* Point labeling data based on photos:

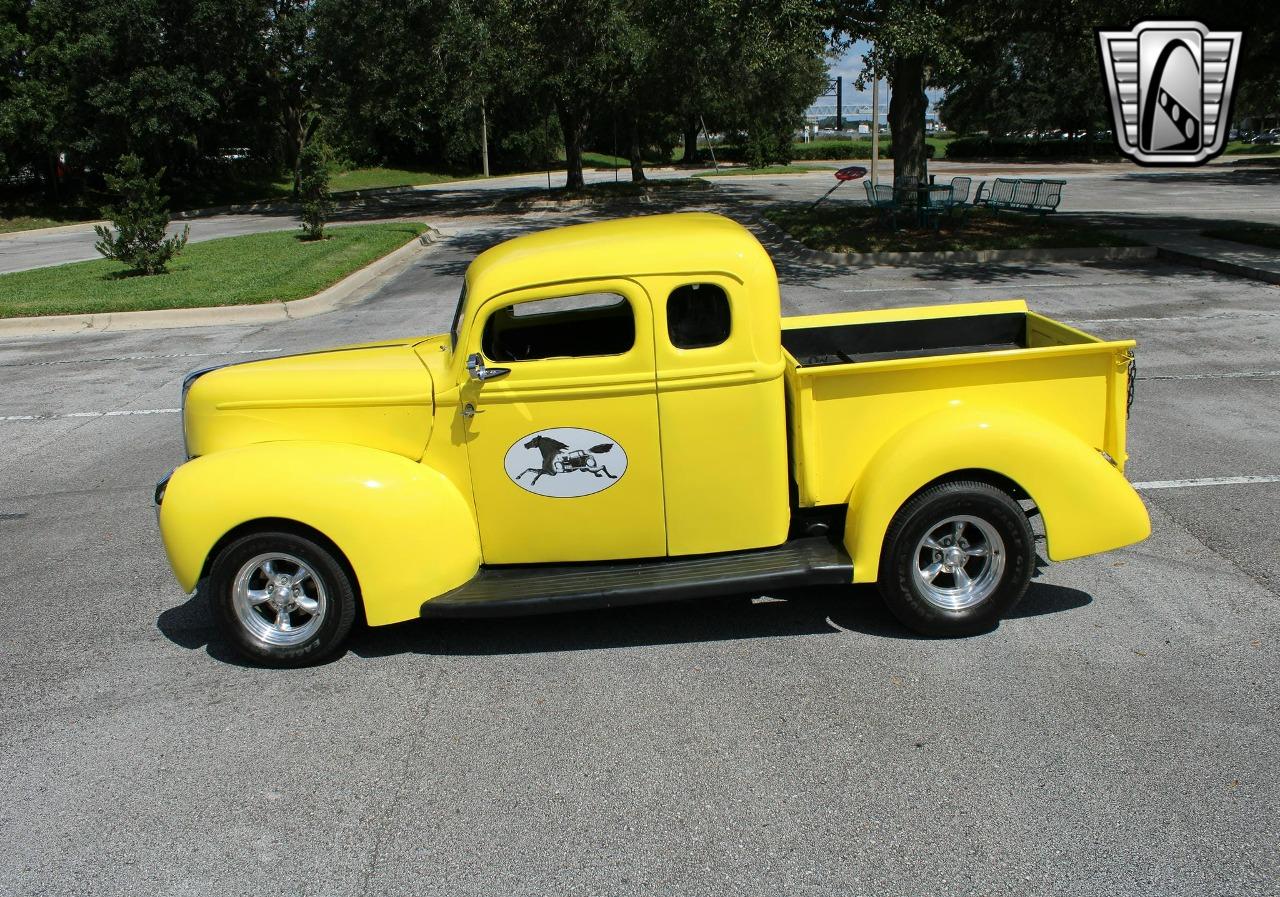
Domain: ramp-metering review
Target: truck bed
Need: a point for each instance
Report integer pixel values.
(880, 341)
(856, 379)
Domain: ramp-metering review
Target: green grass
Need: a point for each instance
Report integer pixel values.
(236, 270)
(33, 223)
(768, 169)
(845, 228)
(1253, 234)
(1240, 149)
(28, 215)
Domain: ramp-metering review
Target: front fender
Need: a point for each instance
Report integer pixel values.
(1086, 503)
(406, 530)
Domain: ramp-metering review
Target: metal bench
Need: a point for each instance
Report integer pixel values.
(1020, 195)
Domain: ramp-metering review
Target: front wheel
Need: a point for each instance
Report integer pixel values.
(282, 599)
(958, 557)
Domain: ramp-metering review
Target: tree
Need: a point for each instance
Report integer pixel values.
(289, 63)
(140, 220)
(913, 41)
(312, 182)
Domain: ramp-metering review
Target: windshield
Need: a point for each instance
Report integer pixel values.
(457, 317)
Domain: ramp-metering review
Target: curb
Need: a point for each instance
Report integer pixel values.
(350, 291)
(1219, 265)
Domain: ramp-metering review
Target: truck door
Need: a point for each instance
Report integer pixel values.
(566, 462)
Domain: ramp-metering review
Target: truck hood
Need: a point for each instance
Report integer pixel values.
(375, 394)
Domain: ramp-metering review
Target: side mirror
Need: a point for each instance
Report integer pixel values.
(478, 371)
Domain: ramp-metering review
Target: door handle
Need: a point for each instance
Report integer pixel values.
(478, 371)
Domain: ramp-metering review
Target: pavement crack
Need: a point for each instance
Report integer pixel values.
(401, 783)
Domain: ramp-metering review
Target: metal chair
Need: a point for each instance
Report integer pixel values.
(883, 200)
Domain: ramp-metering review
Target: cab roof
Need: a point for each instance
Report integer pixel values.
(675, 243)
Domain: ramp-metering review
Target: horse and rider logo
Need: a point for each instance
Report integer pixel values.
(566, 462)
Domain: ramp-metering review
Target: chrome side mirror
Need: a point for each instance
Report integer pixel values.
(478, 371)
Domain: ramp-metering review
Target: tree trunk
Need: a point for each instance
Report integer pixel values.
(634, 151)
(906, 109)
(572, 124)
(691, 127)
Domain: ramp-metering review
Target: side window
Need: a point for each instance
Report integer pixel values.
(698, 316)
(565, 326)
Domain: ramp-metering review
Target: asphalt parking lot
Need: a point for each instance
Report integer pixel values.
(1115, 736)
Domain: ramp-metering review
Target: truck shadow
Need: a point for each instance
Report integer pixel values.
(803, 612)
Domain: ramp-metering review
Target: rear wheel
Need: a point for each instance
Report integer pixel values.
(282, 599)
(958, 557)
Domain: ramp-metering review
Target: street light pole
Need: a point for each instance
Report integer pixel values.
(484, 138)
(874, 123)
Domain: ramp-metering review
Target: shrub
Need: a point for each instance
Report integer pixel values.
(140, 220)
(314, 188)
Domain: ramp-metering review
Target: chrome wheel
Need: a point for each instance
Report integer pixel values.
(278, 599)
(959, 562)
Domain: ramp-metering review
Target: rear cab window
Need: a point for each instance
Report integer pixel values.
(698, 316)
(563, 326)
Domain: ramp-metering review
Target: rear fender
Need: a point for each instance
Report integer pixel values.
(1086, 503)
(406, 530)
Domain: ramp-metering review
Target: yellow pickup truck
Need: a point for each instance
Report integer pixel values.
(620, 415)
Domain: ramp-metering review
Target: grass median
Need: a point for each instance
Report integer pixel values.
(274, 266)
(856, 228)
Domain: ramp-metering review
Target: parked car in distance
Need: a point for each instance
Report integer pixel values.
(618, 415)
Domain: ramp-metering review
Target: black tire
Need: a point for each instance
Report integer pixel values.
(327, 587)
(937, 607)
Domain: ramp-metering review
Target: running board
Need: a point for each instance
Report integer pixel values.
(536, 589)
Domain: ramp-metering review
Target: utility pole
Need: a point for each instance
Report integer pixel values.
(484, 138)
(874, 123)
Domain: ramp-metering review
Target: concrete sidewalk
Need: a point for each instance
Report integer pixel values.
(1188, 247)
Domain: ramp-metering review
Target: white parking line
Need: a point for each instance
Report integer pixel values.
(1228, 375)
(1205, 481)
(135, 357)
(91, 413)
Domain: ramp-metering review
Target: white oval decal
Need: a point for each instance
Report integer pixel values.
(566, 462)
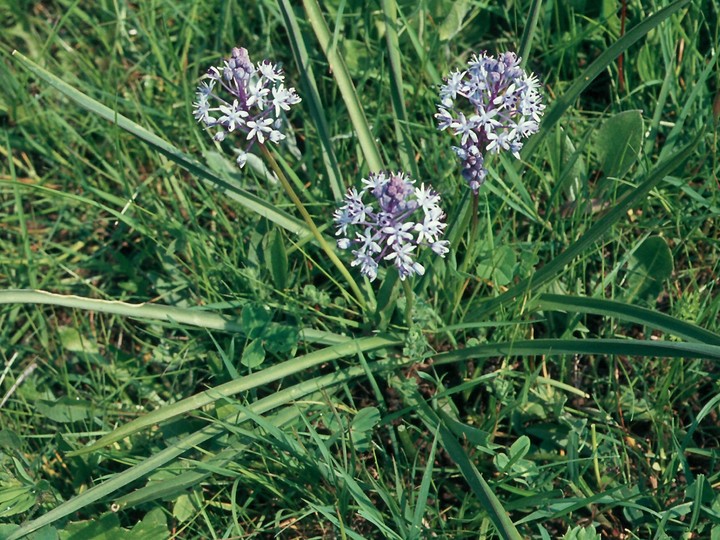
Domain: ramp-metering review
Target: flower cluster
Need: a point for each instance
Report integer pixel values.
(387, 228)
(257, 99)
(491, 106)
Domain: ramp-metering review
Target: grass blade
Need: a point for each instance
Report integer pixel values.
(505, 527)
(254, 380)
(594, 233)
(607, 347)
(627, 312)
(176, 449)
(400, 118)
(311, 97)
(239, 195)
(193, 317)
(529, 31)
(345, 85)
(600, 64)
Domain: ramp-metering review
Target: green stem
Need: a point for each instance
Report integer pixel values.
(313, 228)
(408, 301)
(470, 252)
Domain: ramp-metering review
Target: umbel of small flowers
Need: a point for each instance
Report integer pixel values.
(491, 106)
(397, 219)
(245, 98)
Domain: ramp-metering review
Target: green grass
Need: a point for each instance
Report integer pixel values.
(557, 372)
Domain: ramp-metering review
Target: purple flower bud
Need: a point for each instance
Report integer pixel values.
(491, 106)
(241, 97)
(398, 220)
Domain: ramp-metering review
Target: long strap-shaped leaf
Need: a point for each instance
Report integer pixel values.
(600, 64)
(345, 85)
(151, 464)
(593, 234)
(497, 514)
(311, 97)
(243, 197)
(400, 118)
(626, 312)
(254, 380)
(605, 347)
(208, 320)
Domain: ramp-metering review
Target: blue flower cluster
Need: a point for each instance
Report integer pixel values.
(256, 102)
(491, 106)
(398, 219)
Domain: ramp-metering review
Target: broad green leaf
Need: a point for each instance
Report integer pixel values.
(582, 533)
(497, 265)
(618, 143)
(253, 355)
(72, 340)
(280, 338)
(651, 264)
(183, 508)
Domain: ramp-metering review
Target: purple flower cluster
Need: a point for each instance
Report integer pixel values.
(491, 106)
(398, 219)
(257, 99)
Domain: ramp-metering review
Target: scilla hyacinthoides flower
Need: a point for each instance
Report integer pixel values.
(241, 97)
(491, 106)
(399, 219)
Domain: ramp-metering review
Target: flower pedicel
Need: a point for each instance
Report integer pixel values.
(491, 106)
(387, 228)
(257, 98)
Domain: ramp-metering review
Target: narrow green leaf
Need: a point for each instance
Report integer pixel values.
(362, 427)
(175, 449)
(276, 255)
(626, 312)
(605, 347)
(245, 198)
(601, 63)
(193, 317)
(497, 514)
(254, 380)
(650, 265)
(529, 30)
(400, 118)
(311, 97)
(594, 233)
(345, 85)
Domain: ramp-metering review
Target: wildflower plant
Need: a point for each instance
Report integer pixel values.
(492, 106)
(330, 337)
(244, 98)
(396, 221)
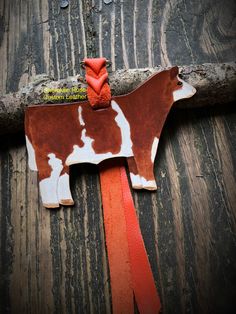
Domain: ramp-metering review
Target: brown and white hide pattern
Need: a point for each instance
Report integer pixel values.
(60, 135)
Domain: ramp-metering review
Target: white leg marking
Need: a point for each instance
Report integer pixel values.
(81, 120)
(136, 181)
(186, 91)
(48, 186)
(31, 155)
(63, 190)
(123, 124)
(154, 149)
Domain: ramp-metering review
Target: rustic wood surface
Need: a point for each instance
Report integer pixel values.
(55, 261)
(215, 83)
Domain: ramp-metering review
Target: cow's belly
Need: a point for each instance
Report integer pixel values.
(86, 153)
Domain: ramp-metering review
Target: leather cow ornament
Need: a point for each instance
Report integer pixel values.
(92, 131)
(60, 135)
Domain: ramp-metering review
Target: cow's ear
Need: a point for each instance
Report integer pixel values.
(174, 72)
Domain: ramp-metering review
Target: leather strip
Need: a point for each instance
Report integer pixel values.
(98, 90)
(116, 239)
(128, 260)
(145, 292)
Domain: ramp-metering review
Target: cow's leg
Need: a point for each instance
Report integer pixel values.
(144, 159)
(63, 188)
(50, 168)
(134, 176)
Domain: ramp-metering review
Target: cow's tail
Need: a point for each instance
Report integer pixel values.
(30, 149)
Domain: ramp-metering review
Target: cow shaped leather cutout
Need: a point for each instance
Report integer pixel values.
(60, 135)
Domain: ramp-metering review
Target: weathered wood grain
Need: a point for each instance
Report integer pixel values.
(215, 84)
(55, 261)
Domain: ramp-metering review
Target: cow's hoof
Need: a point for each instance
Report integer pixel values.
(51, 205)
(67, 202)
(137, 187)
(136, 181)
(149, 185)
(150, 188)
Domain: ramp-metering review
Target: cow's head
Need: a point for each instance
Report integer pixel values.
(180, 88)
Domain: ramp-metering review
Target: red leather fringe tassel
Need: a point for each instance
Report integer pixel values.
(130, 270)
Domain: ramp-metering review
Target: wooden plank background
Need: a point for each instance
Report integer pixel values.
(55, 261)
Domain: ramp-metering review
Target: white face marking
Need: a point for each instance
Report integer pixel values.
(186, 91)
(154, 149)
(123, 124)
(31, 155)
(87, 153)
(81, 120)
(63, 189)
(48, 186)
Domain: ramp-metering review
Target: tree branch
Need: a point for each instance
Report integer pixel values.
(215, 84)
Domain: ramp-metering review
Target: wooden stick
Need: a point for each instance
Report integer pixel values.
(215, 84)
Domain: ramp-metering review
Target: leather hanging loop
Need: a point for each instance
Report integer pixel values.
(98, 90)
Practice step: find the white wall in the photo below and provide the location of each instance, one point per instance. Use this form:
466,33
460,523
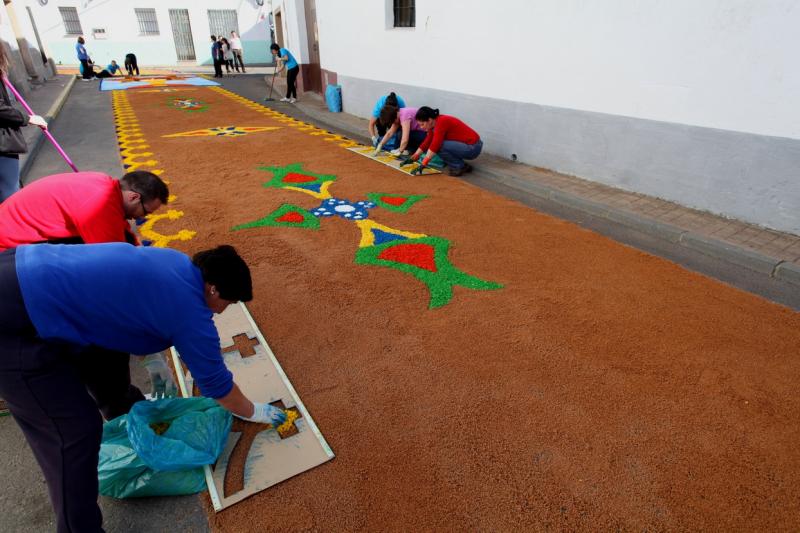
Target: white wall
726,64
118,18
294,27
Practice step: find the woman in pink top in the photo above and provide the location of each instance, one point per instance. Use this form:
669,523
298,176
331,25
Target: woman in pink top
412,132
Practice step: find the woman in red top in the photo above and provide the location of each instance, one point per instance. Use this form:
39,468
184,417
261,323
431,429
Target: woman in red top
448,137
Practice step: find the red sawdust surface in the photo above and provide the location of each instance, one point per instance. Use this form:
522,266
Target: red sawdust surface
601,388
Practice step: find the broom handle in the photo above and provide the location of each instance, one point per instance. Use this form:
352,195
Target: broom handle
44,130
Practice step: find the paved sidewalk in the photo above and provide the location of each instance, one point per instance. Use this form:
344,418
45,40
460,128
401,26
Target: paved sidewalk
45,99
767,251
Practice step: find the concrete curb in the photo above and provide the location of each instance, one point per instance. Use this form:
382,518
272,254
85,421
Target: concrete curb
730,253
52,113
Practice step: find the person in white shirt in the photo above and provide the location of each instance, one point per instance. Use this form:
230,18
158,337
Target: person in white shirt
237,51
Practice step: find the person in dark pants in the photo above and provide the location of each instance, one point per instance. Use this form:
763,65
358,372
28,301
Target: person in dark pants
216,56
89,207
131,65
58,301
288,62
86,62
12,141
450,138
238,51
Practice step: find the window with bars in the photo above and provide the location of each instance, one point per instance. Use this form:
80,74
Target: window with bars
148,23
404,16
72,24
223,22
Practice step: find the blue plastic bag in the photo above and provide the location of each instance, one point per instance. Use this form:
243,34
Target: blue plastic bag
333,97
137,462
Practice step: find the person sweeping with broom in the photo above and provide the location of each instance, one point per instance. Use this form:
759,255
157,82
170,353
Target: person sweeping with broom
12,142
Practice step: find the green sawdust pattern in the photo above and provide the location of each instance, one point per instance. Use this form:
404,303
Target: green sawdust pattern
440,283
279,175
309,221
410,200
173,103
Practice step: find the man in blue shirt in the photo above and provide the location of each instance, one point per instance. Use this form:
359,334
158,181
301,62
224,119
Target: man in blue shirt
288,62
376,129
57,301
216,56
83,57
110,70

* Exercise: Starting with the line that contains "Practice step: find the person sweeping" and continuing through the end of the listing, rename "green sawdust pattern" to "green sawdust design" and leave every other part of those lines unchanged.

* Worked answer:
Practice step: find the person sweeping with broom in the photo above and provide the location of each instance, one point per instance. Use this form:
759,255
157,82
170,353
Target: person sweeping with broom
12,142
Practice step: find the green sawdust design in the photo above and provide the location of each instance, one point per instance. Use this form:
404,303
Target: green sawdust design
440,283
279,175
309,221
410,200
173,103
Practice step: find the man in blue shirt in the photo above and provide the location of each instance, one point per instance. Use this form:
359,334
158,181
301,62
224,119
Target: man in blue shirt
288,62
376,129
57,301
216,56
83,57
110,70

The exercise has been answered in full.